------ Dataset records

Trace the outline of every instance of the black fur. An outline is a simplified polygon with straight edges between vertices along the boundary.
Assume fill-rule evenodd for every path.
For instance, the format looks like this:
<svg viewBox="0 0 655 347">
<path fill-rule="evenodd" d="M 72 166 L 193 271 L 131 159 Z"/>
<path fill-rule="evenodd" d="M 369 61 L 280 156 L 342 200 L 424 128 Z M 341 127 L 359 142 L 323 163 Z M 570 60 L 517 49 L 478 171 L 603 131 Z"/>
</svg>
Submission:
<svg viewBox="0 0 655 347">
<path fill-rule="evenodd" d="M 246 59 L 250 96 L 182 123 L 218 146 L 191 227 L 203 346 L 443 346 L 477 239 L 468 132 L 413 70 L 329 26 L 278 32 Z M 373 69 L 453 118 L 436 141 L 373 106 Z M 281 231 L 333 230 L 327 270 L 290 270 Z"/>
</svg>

------------

> **Written problem**
Please update the records by replacing "black fur" with "brown fur", and give every line again with nothing else changed.

> **Solution to the problem**
Trace the outline of every instance of the brown fur. An outline is a simplified polygon with straight edges between vertices along the boundary.
Assume fill-rule evenodd for every path.
For instance, the format looks like this:
<svg viewBox="0 0 655 347">
<path fill-rule="evenodd" d="M 72 166 L 193 271 L 131 159 Z"/>
<path fill-rule="evenodd" d="M 369 61 L 280 156 L 342 200 L 424 128 Z M 341 127 L 359 142 L 323 163 Z M 570 60 L 517 49 L 478 171 L 603 131 Z"/>
</svg>
Submission:
<svg viewBox="0 0 655 347">
<path fill-rule="evenodd" d="M 246 59 L 250 96 L 182 123 L 218 146 L 191 227 L 203 346 L 443 346 L 477 239 L 468 132 L 413 70 L 329 26 L 278 32 Z M 373 69 L 453 118 L 436 141 L 373 106 Z M 281 231 L 333 230 L 327 270 L 290 270 Z"/>
</svg>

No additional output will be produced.